■ Work instruction: Find every line in the records below that contains the string "positive", and copy each of those lines.

* * * * * * * * *

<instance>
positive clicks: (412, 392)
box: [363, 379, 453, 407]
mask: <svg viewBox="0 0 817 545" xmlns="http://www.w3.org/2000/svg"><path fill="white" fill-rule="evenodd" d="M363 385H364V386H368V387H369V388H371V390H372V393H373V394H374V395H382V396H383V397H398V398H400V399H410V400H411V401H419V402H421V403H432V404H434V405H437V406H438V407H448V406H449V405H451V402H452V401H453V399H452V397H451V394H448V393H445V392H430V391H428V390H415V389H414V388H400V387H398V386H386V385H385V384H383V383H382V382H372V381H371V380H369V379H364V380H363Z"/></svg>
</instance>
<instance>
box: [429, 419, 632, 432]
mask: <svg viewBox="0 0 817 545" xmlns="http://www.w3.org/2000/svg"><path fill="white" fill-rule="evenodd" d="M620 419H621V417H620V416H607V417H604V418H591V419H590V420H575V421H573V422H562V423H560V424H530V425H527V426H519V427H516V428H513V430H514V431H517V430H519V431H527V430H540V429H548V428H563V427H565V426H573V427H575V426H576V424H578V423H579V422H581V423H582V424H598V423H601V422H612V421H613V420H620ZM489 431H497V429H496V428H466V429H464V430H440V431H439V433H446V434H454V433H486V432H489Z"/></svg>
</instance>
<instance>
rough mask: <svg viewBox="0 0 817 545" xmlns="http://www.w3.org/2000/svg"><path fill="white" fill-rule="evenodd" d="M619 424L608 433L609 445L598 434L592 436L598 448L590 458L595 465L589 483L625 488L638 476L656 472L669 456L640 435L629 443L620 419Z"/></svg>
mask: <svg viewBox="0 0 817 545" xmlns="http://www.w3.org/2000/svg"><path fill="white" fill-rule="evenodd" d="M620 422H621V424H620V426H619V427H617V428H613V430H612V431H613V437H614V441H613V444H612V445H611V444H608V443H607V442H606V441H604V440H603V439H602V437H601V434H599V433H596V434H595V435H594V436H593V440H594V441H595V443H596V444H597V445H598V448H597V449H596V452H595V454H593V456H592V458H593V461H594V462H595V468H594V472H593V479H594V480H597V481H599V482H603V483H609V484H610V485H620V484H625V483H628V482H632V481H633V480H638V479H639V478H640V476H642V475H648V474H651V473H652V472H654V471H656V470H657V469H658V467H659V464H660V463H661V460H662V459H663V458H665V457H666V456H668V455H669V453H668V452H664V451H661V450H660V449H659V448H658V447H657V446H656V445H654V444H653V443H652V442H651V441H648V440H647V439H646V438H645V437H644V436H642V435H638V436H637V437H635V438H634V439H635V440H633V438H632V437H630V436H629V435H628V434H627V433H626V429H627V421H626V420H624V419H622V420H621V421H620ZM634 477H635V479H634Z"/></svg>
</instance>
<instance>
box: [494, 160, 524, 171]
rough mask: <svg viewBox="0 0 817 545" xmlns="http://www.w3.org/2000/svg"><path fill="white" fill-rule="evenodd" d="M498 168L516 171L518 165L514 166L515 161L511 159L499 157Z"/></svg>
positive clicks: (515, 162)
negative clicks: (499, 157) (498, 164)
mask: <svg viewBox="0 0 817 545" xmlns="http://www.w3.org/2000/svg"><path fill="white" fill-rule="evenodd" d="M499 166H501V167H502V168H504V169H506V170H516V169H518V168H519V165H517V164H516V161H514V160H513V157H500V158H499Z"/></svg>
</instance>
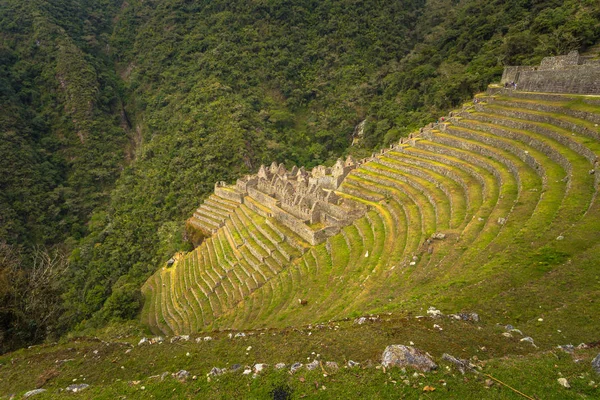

* * * * * * * * *

■ Answer to this exercise:
positive clicks: (412, 392)
positive clicks: (515, 162)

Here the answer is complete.